[Quoted passage — start]

IT has been a very long journey, but Iran, it seems, is finally out of the woods.
In a rare and hard-fought moment of triumph for international diplomacy, after matters came down to the wire in July 2015 and three deadlines had to be extended to allow negotiators the room to arrive at a final agreement, an important principle has been established: diplomacy does work, and where there is a will, even the toughest and most intractable of foes can be brought around to see eye to eye on sensitive issues.
The starting point of the negotiations is difficult to establish. As early as February 2003, the government of then president Mohammad Khatami had agreed to submit its nuclear programme to inspections by the International Atomic Energy Agency. But the modest progress made under that commitment was quickly rolled back with the arrival of president Mahmoud Ahmadinejad, who favoured a more hardline approach and insisted on Iran’s right to enrich uranium purely for energy purposes.
As a matter of principle, Mr Ahmadinejad may well have had a point, but coupled with his irresponsible bellicosity and the pragmatic pressures of the real world, that push ended up landing his country in the quagmire of crippling new sanctions imposed by the UN Security Council, the European Union and the United States. The results for the Iranian economy, and the Iranian people were nothing short of disastrous as inflation rose to 42pc, and the economy ground to a halt. Iran’s oil and gas infrastructure deteriorated as investment dried up.

[Quoted passage — finish]
[Given information — start]

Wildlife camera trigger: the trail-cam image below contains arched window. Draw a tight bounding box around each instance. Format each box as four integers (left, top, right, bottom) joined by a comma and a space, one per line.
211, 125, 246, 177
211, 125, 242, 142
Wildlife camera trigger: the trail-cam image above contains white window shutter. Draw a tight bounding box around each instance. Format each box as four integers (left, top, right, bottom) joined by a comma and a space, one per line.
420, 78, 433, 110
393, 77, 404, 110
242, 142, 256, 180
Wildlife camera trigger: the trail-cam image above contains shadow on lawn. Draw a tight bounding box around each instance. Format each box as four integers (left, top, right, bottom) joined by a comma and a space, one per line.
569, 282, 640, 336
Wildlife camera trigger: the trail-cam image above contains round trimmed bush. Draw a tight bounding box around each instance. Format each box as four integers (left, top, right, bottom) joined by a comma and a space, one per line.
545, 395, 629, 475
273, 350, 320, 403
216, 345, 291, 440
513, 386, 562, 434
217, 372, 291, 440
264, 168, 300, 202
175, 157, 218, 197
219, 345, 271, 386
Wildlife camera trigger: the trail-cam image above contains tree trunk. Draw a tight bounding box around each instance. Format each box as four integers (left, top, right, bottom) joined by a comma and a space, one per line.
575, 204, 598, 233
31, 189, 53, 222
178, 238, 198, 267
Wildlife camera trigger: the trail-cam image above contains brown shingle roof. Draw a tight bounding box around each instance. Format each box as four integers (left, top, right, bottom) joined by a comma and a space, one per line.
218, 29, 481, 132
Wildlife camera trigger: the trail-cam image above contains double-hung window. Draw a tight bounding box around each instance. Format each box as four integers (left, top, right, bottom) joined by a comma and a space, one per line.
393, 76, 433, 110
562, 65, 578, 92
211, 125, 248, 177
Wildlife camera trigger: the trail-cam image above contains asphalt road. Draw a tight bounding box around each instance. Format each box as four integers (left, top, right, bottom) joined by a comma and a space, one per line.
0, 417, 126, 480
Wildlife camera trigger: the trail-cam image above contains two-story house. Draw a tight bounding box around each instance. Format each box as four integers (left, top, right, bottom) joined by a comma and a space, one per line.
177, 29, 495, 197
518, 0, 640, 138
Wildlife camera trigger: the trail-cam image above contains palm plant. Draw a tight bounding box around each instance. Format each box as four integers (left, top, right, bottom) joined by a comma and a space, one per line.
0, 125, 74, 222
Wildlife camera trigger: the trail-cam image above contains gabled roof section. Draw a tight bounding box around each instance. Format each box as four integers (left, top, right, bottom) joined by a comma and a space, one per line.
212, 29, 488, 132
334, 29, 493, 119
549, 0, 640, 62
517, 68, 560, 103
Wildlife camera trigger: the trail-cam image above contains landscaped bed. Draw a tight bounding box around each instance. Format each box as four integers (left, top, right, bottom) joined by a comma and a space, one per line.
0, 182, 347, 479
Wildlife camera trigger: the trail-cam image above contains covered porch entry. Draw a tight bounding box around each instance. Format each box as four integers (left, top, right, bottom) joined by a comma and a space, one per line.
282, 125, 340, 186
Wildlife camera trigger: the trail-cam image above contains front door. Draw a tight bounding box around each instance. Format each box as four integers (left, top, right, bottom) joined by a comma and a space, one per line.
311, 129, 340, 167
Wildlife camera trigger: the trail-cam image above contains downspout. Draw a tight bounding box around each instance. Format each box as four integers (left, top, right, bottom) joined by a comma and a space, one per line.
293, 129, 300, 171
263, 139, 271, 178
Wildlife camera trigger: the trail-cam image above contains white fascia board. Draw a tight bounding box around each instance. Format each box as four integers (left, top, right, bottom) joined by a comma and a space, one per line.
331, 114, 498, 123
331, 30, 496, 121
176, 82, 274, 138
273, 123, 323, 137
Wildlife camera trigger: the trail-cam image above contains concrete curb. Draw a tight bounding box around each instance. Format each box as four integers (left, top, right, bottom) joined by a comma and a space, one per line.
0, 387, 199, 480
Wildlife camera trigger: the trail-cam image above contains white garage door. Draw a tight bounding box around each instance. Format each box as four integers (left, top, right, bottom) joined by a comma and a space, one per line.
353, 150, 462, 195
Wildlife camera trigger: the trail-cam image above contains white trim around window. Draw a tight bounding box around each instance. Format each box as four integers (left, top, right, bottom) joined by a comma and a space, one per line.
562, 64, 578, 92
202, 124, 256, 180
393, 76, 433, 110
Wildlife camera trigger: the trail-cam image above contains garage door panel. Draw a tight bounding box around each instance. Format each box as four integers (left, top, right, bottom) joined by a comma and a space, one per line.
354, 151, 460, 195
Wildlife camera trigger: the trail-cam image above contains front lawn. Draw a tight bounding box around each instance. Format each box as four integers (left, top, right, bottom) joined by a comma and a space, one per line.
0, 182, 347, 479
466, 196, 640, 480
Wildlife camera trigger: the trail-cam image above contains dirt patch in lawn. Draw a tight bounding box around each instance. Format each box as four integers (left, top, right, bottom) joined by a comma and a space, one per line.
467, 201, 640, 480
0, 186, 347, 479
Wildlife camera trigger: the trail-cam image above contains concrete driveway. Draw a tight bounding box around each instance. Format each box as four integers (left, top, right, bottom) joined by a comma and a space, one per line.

[Given information — finish]

*Task brief:*
Answer these questions from the article on Iran above:
1. In what month and year did matters come down to the wire in the negotiations?
2. Whose government agreed in February 2003 to submit Iran's nuclear programme to inspections by the International Atomic Energy Agency?
3. What level did inflation reach in Iran under the sanctions?

*Written solution:*
1. July 2015
2. The government of then president Mohammad Khatami
3. 42pc